SFIDA.
Estrai parola per parola dal brano qui sotto sullo sguardo maschile nel cinema tutto quello che va da "Carlo Rizzi" giù fino a "come esempi principali.".

Carlo Rizzi

Il cinema è un mezzo che, anche nel presente più progressista, è largamente dominato dagli uomini. Come Laura Mulvey ha notoriamente suggerito, questa dominazione ha causato un chiaro pregiudizio maschile nel modo in cui i film sono girati e presentati agli spettatori che, a volte inconsapevolmente, consumano esempi di mascolinità dannosa. Nel suo storico saggio “Visual Pleasures and Narrative Cinema”, Mulvey identifica alcune di queste tecniche dannose – tra cui spiccano la scopofilia della macchina da presa maschile e la punizione sadica delle donne – e cita i film di Alfred Hitchcock come esempi principali.

Anche se c’è spesso una relazione complessa tra la più ampia tradizione del cinema dominato dagli uomini e il lavoro di un singolo regista – come si può vedere nel caso de Il Padrino di Francis Ford Coppola. Sebbene la New Hollywood degli anni Settanta abbia spesso rafforzato “lo sguardo maschile”, Coppola deliberatamente non usa l’approccio più popolare della punizione sadica, rifiutando il modo hitchcockiano della violenza. Ciò che è più interessante de Il padrino, però, è come nega queste convenzioni: Coppola ha creato innovazione non solo attraverso la sua manipolazione degli elementi formali del film, ma anche attraverso le sue rappresentazioni della punizione delle donne.

VOCI FORNITE.
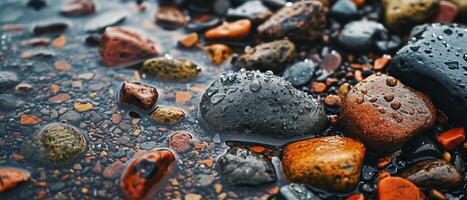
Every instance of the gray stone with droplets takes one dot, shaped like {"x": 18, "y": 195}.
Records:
{"x": 261, "y": 105}
{"x": 435, "y": 62}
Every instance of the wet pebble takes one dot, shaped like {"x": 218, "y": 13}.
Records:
{"x": 144, "y": 174}
{"x": 168, "y": 68}
{"x": 241, "y": 166}
{"x": 267, "y": 56}
{"x": 138, "y": 95}
{"x": 124, "y": 46}
{"x": 8, "y": 80}
{"x": 300, "y": 73}
{"x": 56, "y": 143}
{"x": 385, "y": 113}
{"x": 360, "y": 35}
{"x": 436, "y": 53}
{"x": 336, "y": 162}
{"x": 266, "y": 104}
{"x": 433, "y": 174}
{"x": 303, "y": 20}
{"x": 402, "y": 14}
{"x": 167, "y": 115}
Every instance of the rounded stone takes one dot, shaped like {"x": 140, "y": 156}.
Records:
{"x": 253, "y": 106}
{"x": 56, "y": 143}
{"x": 267, "y": 56}
{"x": 241, "y": 166}
{"x": 385, "y": 113}
{"x": 331, "y": 163}
{"x": 433, "y": 174}
{"x": 435, "y": 62}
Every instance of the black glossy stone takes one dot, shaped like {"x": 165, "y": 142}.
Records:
{"x": 359, "y": 35}
{"x": 241, "y": 166}
{"x": 435, "y": 63}
{"x": 255, "y": 106}
{"x": 300, "y": 73}
{"x": 420, "y": 148}
{"x": 344, "y": 10}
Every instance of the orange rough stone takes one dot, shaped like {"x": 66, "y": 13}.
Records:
{"x": 189, "y": 40}
{"x": 236, "y": 30}
{"x": 392, "y": 188}
{"x": 331, "y": 163}
{"x": 452, "y": 138}
{"x": 29, "y": 120}
{"x": 145, "y": 174}
{"x": 60, "y": 98}
{"x": 11, "y": 177}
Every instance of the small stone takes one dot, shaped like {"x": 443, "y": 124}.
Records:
{"x": 433, "y": 173}
{"x": 82, "y": 107}
{"x": 125, "y": 46}
{"x": 168, "y": 68}
{"x": 181, "y": 142}
{"x": 236, "y": 30}
{"x": 145, "y": 173}
{"x": 78, "y": 8}
{"x": 100, "y": 22}
{"x": 60, "y": 98}
{"x": 56, "y": 143}
{"x": 113, "y": 170}
{"x": 62, "y": 66}
{"x": 300, "y": 73}
{"x": 167, "y": 115}
{"x": 12, "y": 177}
{"x": 336, "y": 162}
{"x": 391, "y": 188}
{"x": 50, "y": 26}
{"x": 29, "y": 120}
{"x": 303, "y": 20}
{"x": 218, "y": 53}
{"x": 170, "y": 16}
{"x": 385, "y": 125}
{"x": 267, "y": 56}
{"x": 402, "y": 14}
{"x": 138, "y": 95}
{"x": 189, "y": 40}
{"x": 241, "y": 166}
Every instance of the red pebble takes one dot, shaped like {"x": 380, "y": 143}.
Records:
{"x": 145, "y": 174}
{"x": 124, "y": 46}
{"x": 447, "y": 12}
{"x": 452, "y": 138}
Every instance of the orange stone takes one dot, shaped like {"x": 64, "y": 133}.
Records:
{"x": 452, "y": 138}
{"x": 236, "y": 30}
{"x": 11, "y": 177}
{"x": 146, "y": 173}
{"x": 29, "y": 120}
{"x": 392, "y": 188}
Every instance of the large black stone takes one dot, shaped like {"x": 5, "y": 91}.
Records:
{"x": 435, "y": 62}
{"x": 255, "y": 106}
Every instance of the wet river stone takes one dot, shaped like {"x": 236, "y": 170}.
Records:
{"x": 437, "y": 53}
{"x": 241, "y": 166}
{"x": 331, "y": 163}
{"x": 403, "y": 14}
{"x": 267, "y": 56}
{"x": 385, "y": 113}
{"x": 303, "y": 20}
{"x": 433, "y": 173}
{"x": 144, "y": 175}
{"x": 251, "y": 102}
{"x": 122, "y": 46}
{"x": 360, "y": 35}
{"x": 56, "y": 143}
{"x": 167, "y": 68}
{"x": 8, "y": 80}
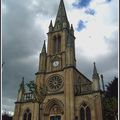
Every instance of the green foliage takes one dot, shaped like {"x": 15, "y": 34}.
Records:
{"x": 39, "y": 92}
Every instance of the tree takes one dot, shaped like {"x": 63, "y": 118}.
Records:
{"x": 110, "y": 102}
{"x": 39, "y": 93}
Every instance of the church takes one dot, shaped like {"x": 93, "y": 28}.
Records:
{"x": 70, "y": 94}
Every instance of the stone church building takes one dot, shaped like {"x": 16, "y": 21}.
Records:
{"x": 70, "y": 94}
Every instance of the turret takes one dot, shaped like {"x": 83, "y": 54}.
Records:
{"x": 51, "y": 26}
{"x": 61, "y": 21}
{"x": 42, "y": 62}
{"x": 96, "y": 79}
{"x": 21, "y": 91}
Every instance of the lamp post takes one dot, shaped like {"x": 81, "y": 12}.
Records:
{"x": 38, "y": 92}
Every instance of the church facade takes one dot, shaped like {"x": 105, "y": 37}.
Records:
{"x": 70, "y": 94}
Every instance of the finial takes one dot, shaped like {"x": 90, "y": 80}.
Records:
{"x": 44, "y": 47}
{"x": 95, "y": 74}
{"x": 51, "y": 25}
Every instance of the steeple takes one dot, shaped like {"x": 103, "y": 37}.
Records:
{"x": 95, "y": 74}
{"x": 61, "y": 18}
{"x": 44, "y": 48}
{"x": 96, "y": 79}
{"x": 21, "y": 91}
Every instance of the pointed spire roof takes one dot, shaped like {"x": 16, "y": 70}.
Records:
{"x": 95, "y": 74}
{"x": 61, "y": 15}
{"x": 51, "y": 25}
{"x": 44, "y": 48}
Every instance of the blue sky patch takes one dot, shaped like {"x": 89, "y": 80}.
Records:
{"x": 81, "y": 4}
{"x": 81, "y": 25}
{"x": 90, "y": 11}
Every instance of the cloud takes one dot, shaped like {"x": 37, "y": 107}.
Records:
{"x": 81, "y": 25}
{"x": 90, "y": 11}
{"x": 24, "y": 28}
{"x": 81, "y": 4}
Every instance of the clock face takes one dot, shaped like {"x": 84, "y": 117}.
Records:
{"x": 55, "y": 63}
{"x": 55, "y": 83}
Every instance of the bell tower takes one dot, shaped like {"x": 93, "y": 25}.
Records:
{"x": 61, "y": 42}
{"x": 70, "y": 94}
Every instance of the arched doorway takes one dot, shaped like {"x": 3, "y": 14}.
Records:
{"x": 54, "y": 110}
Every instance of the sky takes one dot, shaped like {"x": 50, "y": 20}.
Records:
{"x": 24, "y": 27}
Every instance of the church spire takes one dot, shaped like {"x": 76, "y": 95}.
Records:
{"x": 95, "y": 74}
{"x": 44, "y": 48}
{"x": 61, "y": 15}
{"x": 96, "y": 79}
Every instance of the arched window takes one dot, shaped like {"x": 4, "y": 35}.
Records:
{"x": 56, "y": 44}
{"x": 27, "y": 115}
{"x": 85, "y": 113}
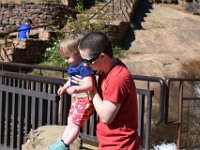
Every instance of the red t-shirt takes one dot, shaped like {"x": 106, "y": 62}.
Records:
{"x": 118, "y": 86}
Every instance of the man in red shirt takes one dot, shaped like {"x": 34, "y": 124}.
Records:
{"x": 115, "y": 100}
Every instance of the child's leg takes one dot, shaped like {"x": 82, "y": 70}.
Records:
{"x": 71, "y": 133}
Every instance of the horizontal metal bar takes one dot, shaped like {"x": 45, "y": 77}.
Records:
{"x": 34, "y": 94}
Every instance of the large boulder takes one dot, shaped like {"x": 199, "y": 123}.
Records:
{"x": 40, "y": 138}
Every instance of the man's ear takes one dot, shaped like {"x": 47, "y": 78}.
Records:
{"x": 102, "y": 55}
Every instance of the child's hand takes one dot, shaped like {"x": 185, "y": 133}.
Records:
{"x": 72, "y": 90}
{"x": 77, "y": 79}
{"x": 61, "y": 90}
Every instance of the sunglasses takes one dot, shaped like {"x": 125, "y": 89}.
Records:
{"x": 90, "y": 61}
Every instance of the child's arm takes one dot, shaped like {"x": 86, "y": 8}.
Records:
{"x": 62, "y": 89}
{"x": 86, "y": 85}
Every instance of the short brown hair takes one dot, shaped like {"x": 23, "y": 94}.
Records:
{"x": 69, "y": 45}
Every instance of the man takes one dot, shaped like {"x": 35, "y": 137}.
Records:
{"x": 115, "y": 101}
{"x": 24, "y": 29}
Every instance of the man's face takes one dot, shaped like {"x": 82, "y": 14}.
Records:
{"x": 92, "y": 62}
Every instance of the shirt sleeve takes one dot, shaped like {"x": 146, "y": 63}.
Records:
{"x": 116, "y": 89}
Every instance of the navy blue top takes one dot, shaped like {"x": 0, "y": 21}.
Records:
{"x": 23, "y": 29}
{"x": 80, "y": 70}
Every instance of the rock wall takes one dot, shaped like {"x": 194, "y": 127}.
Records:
{"x": 24, "y": 51}
{"x": 11, "y": 15}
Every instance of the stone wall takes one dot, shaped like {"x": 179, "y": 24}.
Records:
{"x": 41, "y": 14}
{"x": 24, "y": 51}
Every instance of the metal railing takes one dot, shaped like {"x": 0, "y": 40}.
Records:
{"x": 187, "y": 104}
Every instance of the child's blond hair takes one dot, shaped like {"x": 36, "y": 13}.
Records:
{"x": 69, "y": 46}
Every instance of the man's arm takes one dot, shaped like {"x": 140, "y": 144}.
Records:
{"x": 106, "y": 109}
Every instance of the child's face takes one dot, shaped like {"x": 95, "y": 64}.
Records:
{"x": 73, "y": 59}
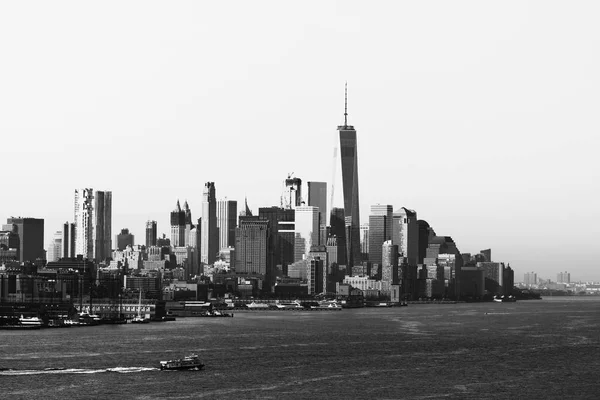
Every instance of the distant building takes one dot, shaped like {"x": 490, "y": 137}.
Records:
{"x": 563, "y": 277}
{"x": 55, "y": 248}
{"x": 292, "y": 194}
{"x": 31, "y": 237}
{"x": 405, "y": 233}
{"x": 151, "y": 233}
{"x": 177, "y": 226}
{"x": 530, "y": 279}
{"x": 210, "y": 234}
{"x": 380, "y": 230}
{"x": 338, "y": 230}
{"x": 124, "y": 239}
{"x": 251, "y": 246}
{"x": 306, "y": 229}
{"x": 226, "y": 222}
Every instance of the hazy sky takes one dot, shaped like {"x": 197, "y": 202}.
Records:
{"x": 481, "y": 116}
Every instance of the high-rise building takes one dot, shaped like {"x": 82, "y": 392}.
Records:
{"x": 282, "y": 234}
{"x": 226, "y": 222}
{"x": 292, "y": 194}
{"x": 102, "y": 225}
{"x": 210, "y": 234}
{"x": 124, "y": 239}
{"x": 349, "y": 170}
{"x": 151, "y": 233}
{"x": 178, "y": 226}
{"x": 487, "y": 254}
{"x": 530, "y": 278}
{"x": 307, "y": 230}
{"x": 405, "y": 233}
{"x": 93, "y": 224}
{"x": 251, "y": 246}
{"x": 55, "y": 248}
{"x": 317, "y": 197}
{"x": 31, "y": 237}
{"x": 380, "y": 224}
{"x": 338, "y": 230}
{"x": 563, "y": 277}
{"x": 425, "y": 233}
{"x": 84, "y": 222}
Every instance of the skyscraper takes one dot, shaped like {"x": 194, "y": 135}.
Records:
{"x": 338, "y": 230}
{"x": 226, "y": 222}
{"x": 349, "y": 168}
{"x": 151, "y": 233}
{"x": 292, "y": 194}
{"x": 405, "y": 233}
{"x": 178, "y": 219}
{"x": 84, "y": 222}
{"x": 210, "y": 235}
{"x": 102, "y": 225}
{"x": 31, "y": 237}
{"x": 124, "y": 239}
{"x": 55, "y": 248}
{"x": 307, "y": 230}
{"x": 251, "y": 246}
{"x": 380, "y": 224}
{"x": 93, "y": 224}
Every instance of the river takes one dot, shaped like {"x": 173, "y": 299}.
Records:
{"x": 538, "y": 349}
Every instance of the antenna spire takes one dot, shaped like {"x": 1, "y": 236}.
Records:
{"x": 346, "y": 105}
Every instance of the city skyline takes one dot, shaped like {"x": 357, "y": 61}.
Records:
{"x": 489, "y": 141}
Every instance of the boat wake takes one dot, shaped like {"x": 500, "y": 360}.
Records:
{"x": 58, "y": 371}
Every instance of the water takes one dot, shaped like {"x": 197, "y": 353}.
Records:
{"x": 548, "y": 349}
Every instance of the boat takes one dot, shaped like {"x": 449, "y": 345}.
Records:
{"x": 327, "y": 304}
{"x": 191, "y": 362}
{"x": 254, "y": 305}
{"x": 288, "y": 305}
{"x": 138, "y": 319}
{"x": 30, "y": 322}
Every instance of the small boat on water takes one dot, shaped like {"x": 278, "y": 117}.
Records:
{"x": 191, "y": 362}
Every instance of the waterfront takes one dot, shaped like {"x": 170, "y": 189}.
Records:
{"x": 528, "y": 349}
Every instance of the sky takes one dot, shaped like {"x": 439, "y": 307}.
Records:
{"x": 481, "y": 116}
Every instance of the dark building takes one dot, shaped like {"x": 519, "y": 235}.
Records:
{"x": 281, "y": 242}
{"x": 338, "y": 230}
{"x": 124, "y": 239}
{"x": 31, "y": 237}
{"x": 252, "y": 245}
{"x": 151, "y": 233}
{"x": 178, "y": 219}
{"x": 102, "y": 225}
{"x": 425, "y": 233}
{"x": 349, "y": 169}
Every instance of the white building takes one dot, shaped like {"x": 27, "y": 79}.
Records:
{"x": 306, "y": 230}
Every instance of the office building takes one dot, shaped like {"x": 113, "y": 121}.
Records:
{"x": 563, "y": 277}
{"x": 251, "y": 246}
{"x": 292, "y": 193}
{"x": 102, "y": 225}
{"x": 380, "y": 224}
{"x": 226, "y": 222}
{"x": 31, "y": 237}
{"x": 124, "y": 239}
{"x": 306, "y": 229}
{"x": 178, "y": 226}
{"x": 348, "y": 153}
{"x": 405, "y": 233}
{"x": 151, "y": 233}
{"x": 210, "y": 235}
{"x": 338, "y": 230}
{"x": 55, "y": 248}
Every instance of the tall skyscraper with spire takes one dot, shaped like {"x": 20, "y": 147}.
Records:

RISPOSTA AL COMPITO.
Carlo Rizzi

Il cinema è un mezzo che, anche nel presente più progressista, è largamente dominato dagli uomini. Come Laura Mulvey ha notoriamente suggerito, questa dominazione ha causato un chiaro pregiudizio maschile nel modo in cui i film sono girati e presentati agli spettatori che, a volte inconsapevolmente, consumano esempi di mascolinità dannosa. Nel suo storico saggio “Visual Pleasures and Narrative Cinema”, Mulvey identifica alcune di queste tecniche dannose – tra cui spiccano la scopofilia della macchina da presa maschile e la punizione sadica delle donne – e cita i film di Alfred Hitchcock come esempi principali.